----- Texte fourni

Même si j’ai bien conscience que c’est le jeu de la compétition je n’ai vraiment pas apprécié la situation.
– Si vous ne deviez retenir qu’un seul moment de ce week-end, ce serait lequel?
C: Sans aucun doute ce dernier bloc, cette dernière prise.
P: Je n’arrive pas à choisir donc je fais le mauvais élève et t’en donne 2.
En finale quand je sors le bloc 3 à vue. Au moment où je prends le bac final j’explose de plaisir car même sans savoir que ça sera grâce à ça que je termine premier, je me dis que quoiqu’il arrive je suis heureux de ma finale. J’ai grimpé comme il fallait, j’ai tout donné et donc je n’aurais rien à regretter…
L’autre moment est lorsque je regarde les autres grimper sur le dernier bloc vu que je passais avant eux. Petit à petit je réalise que je gagne des places, pour finalement me dire « wouahhhhh…. c’est un truc de fou mais j’ai gagné!!! »
– Comment s’annonce la suite de la saison maintenant, quels sont vos projets?
C: La suite de la saison s’annonce plutôt bien. J’arrive de plus en plus à m’exprimer en compétition et effectivement, j’ai l’esprit beaucoup plus tranquille tout en m’entraînant davantage. Par conséquent, il y a toutes les raisons de penser que cette année s’annoncer bien !
P: Grâce à cette victoire je suis sélectionné en équipe de France pour participer aux 3 premières coupe du monde dans un peu plus d’un mois. Du coup je suis surmotivé pour retourner à l’entrainement car j’ai bien conscience que c’est une superbe occasion pour moi. Je ne vais pas me mettre la pression rapport à Bercy et une éventuelle qualification en cas de bons résultats sur ces compétitions, car je sais que ça ne me réussit pas. Je vais prendre les choses comme elles viennent, en profitant à fond.
– Prêts à aller défendre les couleurs de la France à l’international?
C: Carrément, je suis très fière d’avoir la chance de participer au circuit international sous les couleurs françaises. La sélection en France est particulièrement sévère, donc lorsqu’on a la chance de faire partie des quelques élus, on se doit de faire de son mieux et c’est ce que je vais faire.
P: Prêt je ne sais pas, mais il me reste un mois pour faire le maximum pour l’être. En tout cas impatient c’est sûr.

----------
----- Extraits des lignes

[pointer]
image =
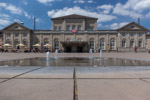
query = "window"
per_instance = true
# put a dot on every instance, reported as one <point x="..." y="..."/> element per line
<point x="46" y="41"/>
<point x="102" y="44"/>
<point x="73" y="27"/>
<point x="124" y="43"/>
<point x="79" y="27"/>
<point x="132" y="26"/>
<point x="8" y="35"/>
<point x="25" y="42"/>
<point x="25" y="35"/>
<point x="56" y="44"/>
<point x="132" y="43"/>
<point x="16" y="42"/>
<point x="123" y="34"/>
<point x="55" y="28"/>
<point x="68" y="28"/>
<point x="36" y="41"/>
<point x="59" y="28"/>
<point x="140" y="34"/>
<point x="140" y="43"/>
<point x="16" y="26"/>
<point x="68" y="39"/>
<point x="112" y="44"/>
<point x="8" y="41"/>
<point x="131" y="34"/>
<point x="91" y="43"/>
<point x="16" y="35"/>
<point x="79" y="39"/>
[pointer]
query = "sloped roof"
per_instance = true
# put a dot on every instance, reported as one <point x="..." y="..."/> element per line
<point x="132" y="23"/>
<point x="74" y="16"/>
<point x="15" y="23"/>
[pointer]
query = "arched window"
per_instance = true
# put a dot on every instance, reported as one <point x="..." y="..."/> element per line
<point x="46" y="41"/>
<point x="102" y="44"/>
<point x="25" y="42"/>
<point x="124" y="43"/>
<point x="91" y="43"/>
<point x="140" y="43"/>
<point x="112" y="44"/>
<point x="8" y="41"/>
<point x="68" y="28"/>
<point x="56" y="44"/>
<point x="16" y="42"/>
<point x="73" y="27"/>
<point x="132" y="43"/>
<point x="68" y="39"/>
<point x="79" y="27"/>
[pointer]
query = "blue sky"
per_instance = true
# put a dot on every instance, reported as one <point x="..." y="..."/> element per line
<point x="111" y="14"/>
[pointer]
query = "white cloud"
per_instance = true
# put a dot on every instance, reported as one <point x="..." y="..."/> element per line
<point x="27" y="15"/>
<point x="4" y="22"/>
<point x="24" y="2"/>
<point x="90" y="1"/>
<point x="147" y="15"/>
<point x="120" y="9"/>
<point x="4" y="16"/>
<point x="79" y="1"/>
<point x="17" y="20"/>
<point x="106" y="8"/>
<point x="118" y="25"/>
<point x="77" y="10"/>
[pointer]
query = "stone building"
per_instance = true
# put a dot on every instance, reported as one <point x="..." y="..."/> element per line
<point x="77" y="33"/>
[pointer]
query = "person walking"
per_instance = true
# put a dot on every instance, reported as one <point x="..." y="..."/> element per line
<point x="135" y="49"/>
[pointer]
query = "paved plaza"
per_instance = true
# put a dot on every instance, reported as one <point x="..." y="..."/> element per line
<point x="93" y="83"/>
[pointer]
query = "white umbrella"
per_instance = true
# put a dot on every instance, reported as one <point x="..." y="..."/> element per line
<point x="7" y="45"/>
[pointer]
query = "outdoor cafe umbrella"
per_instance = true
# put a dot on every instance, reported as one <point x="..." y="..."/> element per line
<point x="47" y="45"/>
<point x="21" y="45"/>
<point x="7" y="45"/>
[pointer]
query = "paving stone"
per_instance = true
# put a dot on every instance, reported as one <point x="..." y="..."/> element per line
<point x="10" y="72"/>
<point x="50" y="72"/>
<point x="39" y="89"/>
<point x="113" y="89"/>
<point x="1" y="80"/>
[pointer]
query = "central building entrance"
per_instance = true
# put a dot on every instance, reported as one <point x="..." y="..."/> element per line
<point x="75" y="46"/>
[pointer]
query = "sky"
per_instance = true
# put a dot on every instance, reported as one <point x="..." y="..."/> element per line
<point x="111" y="14"/>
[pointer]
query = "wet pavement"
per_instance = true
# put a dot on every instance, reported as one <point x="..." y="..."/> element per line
<point x="37" y="89"/>
<point x="93" y="83"/>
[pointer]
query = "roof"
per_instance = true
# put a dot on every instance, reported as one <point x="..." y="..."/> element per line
<point x="78" y="32"/>
<point x="140" y="26"/>
<point x="16" y="24"/>
<point x="74" y="16"/>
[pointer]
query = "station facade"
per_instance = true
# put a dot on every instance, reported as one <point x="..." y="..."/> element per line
<point x="77" y="33"/>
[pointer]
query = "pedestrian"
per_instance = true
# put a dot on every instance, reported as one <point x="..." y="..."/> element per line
<point x="135" y="49"/>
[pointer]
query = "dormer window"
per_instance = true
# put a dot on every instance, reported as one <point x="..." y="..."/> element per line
<point x="131" y="34"/>
<point x="123" y="34"/>
<point x="55" y="28"/>
<point x="25" y="35"/>
<point x="8" y="35"/>
<point x="16" y="35"/>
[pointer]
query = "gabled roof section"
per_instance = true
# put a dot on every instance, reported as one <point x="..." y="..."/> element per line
<point x="16" y="26"/>
<point x="133" y="27"/>
<point x="74" y="16"/>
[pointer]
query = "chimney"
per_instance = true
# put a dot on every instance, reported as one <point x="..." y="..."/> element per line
<point x="139" y="21"/>
<point x="34" y="21"/>
<point x="22" y="23"/>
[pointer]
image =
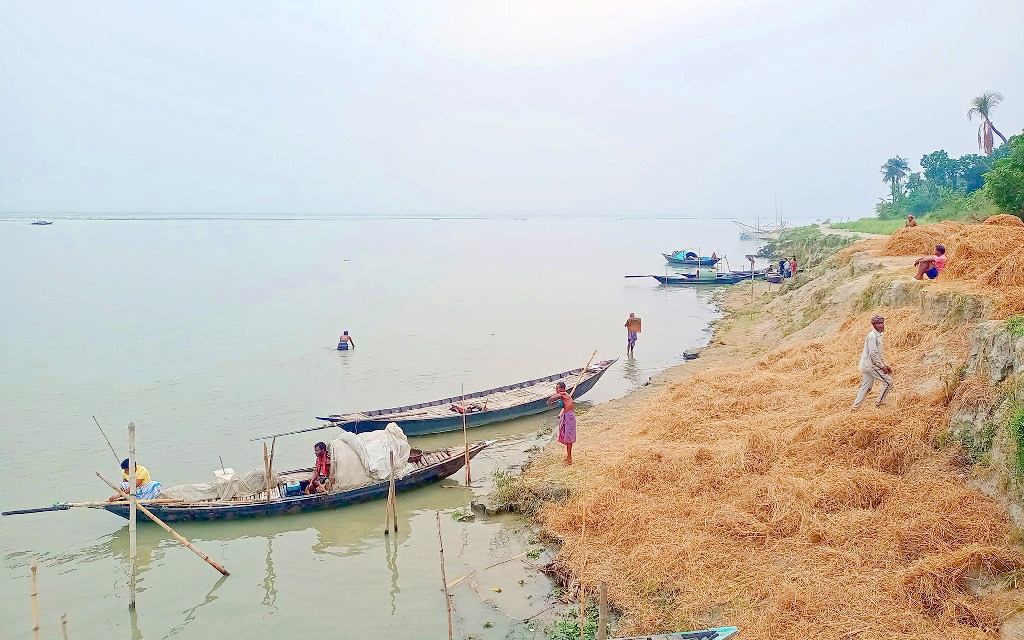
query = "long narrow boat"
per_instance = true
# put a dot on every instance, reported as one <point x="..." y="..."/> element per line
<point x="514" y="400"/>
<point x="688" y="258"/>
<point x="433" y="466"/>
<point x="692" y="279"/>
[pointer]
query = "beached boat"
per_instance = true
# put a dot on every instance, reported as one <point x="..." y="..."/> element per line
<point x="688" y="258"/>
<point x="718" y="633"/>
<point x="513" y="400"/>
<point x="695" y="279"/>
<point x="431" y="467"/>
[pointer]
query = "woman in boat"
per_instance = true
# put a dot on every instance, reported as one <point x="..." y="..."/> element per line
<point x="317" y="482"/>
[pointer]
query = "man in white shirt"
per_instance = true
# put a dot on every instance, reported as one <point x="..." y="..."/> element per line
<point x="872" y="365"/>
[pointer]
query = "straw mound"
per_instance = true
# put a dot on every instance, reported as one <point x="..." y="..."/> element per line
<point x="912" y="241"/>
<point x="750" y="495"/>
<point x="1005" y="219"/>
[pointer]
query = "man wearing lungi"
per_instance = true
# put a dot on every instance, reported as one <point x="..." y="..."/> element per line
<point x="566" y="420"/>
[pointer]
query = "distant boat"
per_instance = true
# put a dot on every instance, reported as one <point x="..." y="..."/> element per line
<point x="514" y="400"/>
<point x="688" y="258"/>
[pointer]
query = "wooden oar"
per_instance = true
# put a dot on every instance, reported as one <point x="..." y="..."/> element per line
<point x="72" y="505"/>
<point x="177" y="536"/>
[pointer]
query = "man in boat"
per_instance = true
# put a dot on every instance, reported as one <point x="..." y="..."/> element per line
<point x="873" y="366"/>
<point x="344" y="340"/>
<point x="145" y="488"/>
<point x="566" y="419"/>
<point x="632" y="329"/>
<point x="322" y="472"/>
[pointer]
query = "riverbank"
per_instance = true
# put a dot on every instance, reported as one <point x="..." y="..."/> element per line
<point x="739" y="488"/>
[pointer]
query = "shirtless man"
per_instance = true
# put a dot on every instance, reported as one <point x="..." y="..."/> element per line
<point x="566" y="420"/>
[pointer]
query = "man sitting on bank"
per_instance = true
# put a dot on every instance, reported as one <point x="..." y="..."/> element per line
<point x="145" y="487"/>
<point x="317" y="482"/>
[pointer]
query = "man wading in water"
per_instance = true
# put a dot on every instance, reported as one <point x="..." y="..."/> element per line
<point x="566" y="420"/>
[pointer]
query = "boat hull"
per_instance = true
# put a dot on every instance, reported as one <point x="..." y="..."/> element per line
<point x="425" y="426"/>
<point x="302" y="504"/>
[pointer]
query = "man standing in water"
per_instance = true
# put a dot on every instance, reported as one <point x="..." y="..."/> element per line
<point x="632" y="329"/>
<point x="566" y="420"/>
<point x="344" y="340"/>
<point x="873" y="366"/>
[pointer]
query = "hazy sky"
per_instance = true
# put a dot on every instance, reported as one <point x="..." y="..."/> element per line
<point x="686" y="108"/>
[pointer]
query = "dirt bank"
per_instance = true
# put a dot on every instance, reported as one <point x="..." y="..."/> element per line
<point x="739" y="488"/>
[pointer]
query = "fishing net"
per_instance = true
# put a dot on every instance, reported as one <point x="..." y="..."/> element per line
<point x="223" y="486"/>
<point x="747" y="493"/>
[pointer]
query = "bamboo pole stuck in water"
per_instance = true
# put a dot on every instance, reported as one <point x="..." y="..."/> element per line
<point x="465" y="436"/>
<point x="34" y="594"/>
<point x="132" y="507"/>
<point x="391" y="496"/>
<point x="167" y="528"/>
<point x="448" y="598"/>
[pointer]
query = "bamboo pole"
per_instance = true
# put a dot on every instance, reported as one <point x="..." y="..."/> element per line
<point x="266" y="473"/>
<point x="132" y="507"/>
<point x="167" y="528"/>
<point x="448" y="598"/>
<point x="391" y="496"/>
<point x="465" y="436"/>
<point x="34" y="594"/>
<point x="583" y="373"/>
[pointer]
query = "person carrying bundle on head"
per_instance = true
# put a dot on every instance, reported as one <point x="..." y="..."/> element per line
<point x="145" y="487"/>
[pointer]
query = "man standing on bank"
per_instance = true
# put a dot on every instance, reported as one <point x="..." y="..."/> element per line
<point x="872" y="365"/>
<point x="632" y="329"/>
<point x="566" y="420"/>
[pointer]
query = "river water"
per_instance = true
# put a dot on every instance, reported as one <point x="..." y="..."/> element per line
<point x="207" y="332"/>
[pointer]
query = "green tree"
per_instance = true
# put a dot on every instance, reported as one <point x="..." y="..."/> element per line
<point x="982" y="107"/>
<point x="1005" y="183"/>
<point x="940" y="168"/>
<point x="893" y="173"/>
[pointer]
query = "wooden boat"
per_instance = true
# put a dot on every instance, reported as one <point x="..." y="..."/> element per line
<point x="694" y="279"/>
<point x="717" y="633"/>
<point x="431" y="467"/>
<point x="688" y="258"/>
<point x="514" y="400"/>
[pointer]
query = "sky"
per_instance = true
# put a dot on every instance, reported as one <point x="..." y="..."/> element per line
<point x="691" y="108"/>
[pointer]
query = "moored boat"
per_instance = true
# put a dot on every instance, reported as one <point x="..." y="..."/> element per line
<point x="428" y="467"/>
<point x="480" y="408"/>
<point x="689" y="258"/>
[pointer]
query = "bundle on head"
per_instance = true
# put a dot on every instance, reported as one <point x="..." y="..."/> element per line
<point x="912" y="241"/>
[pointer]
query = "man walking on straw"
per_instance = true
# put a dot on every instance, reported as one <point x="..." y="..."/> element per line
<point x="873" y="366"/>
<point x="566" y="420"/>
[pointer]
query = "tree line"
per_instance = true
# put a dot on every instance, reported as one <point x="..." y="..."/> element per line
<point x="991" y="180"/>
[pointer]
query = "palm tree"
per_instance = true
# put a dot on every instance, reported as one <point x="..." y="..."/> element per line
<point x="893" y="173"/>
<point x="983" y="105"/>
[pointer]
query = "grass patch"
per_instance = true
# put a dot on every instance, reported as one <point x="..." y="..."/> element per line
<point x="870" y="225"/>
<point x="1015" y="325"/>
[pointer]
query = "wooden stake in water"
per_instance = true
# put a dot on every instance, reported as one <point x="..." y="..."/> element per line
<point x="167" y="528"/>
<point x="132" y="506"/>
<point x="448" y="598"/>
<point x="35" y="601"/>
<point x="465" y="437"/>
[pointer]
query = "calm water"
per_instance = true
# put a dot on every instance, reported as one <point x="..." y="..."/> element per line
<point x="208" y="332"/>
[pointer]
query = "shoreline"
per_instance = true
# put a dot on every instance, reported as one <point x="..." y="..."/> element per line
<point x="728" y="489"/>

----------

- Énoncé -
Poursuivez l'entretien sur la compétition d'escalade à partir de sa dernière réplique. Les lignes n'interviennent en rien dans cet exercice.

- Réponse attendue -
– Parlez nous de vos entraînements, comment vous entraînez-vous, où, avec qui?C: Cet été, j’ai senti qu’il fallait changer ma façon de m’entraîner pour passer un cap. Aussi, quand Nicolas Januel m’a proposé de m’entraîner j’ai saisi l’opportunité. Je vis et travaille sur Marseille, alors la gestion de mon entraînement est un peu différente des autres grimpeurs du pôle de Fontainebleau. Je rejoins les stages sur Paris à peu près une fois par mois tout en conciliant avec mon boulot. Je tiens beaucoup à ma vie et mon entourage dans le sud et pour moi c’est vraiment un élément sans lequel je ne pourrais pas être performante.
La région Marseillaise est « top » pour s’entraîner, entre les salles Grimper, la salle Climb up Aix et les falaises il y en a pour tous les goûts.
Nico me propose de suivre une planification en fonction de mes besoins et de mes contraintes professionnelles. Même si travailler et s’entraîner à fond peut être fatigant et compliqué, en ce qui me concerne, j’en tire une vraie complémentarité. Je m’éclate carrément au boulot et ceci me permet vraiment de m’épanouir dans un milieu différent du monde de la compète. Je suis aussi très chanceuse car tous mes collègues et mon chef d’établissement me soutiennent à 100%.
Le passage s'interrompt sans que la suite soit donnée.